[Task goal]
Write out the passage of the Dizzy City review from "Rather than spoil" to "he’s been had." word for word.

Although Dizzy City is not a historical novel in the familiar sense (e.g., no one famous appears) and is in equal parts an offbeat romance and picaresque tale, the time and place (1916 New York City ) are crucial for context and atmospherics as well as for emotional resonance. We visit prewar Broadway and the Bowery, Central Park, Coney Island, old Penn Station and its stockyards nearby, pre-renaissance black Harlem, and Tin Pan Alley (28th Street off Broadway), with occasional side-trips to elegant Newport, R.I., and the London of Ben Cramb’s memory. The novel’s main characters, shifty themselves in so many ways, reflect nicely these ever-shifting environments. Like Ben Cramb, all are part-time actors, like him reinventing themselves and committed to deception, with the city the stage and theater for their most studied performances.

Rather than spoil the fun by revealing the plot (except to remind readers to stay on their toes and insert that two of the scams involve song-writing proceeds and a stockpile of army munitions), it is important to note that the title Dizzy City refers not only to the Big Apple of 1916 but to the novel’s action (a whirligig of cons) and its literary shape. The reader glimpses the same events from three different perspectives, offered from the point of view of three separate characters. What in less sure hands would have a dizzying effect on the reader deftly enhances engagement with the action, while offering endless surprises. In short, the novel itself parodies the most familiar of con games—Three Card Monte—in which the one being conned keeps his eyes on one card, only to discover after the shuffle (and a bit of palming) that he’s been had.

It is not easy to compose a novel in which a reader delights in being tricked, nor is it easy to compose a novel in which the 1916 Easter Rebellion in Ireland and the Black Tom Island munitions explosion on the Hudson River between Manhattan and Jersey City are fateful cards in a quick shuffle. So hats off to Nicholas Griffin for both tricks and treats.

[Given data]
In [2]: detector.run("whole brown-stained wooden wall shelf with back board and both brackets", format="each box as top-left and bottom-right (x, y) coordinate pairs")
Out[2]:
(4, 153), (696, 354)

[Response for this exercise]
Rather than spoil the fun by revealing the plot (except to remind readers to stay on their toes and insert that two of the scams involve song-writing proceeds and a stockpile of army munitions), it is important to note that the title Dizzy City refers not only to the Big Apple of 1916 but to the novel’s action (a whirligig of cons) and its literary shape. The reader glimpses the same events from three different perspectives, offered from the point of view of three separate characters. What in less sure hands would have a dizzying effect on the reader deftly enhances engagement with the action, while offering endless surprises. In short, the novel itself parodies the most familiar of con games—Three Card Monte—in which the one being conned keeps his eyes on one card, only to discover after the shuffle (and a bit of palming) that he’s been had.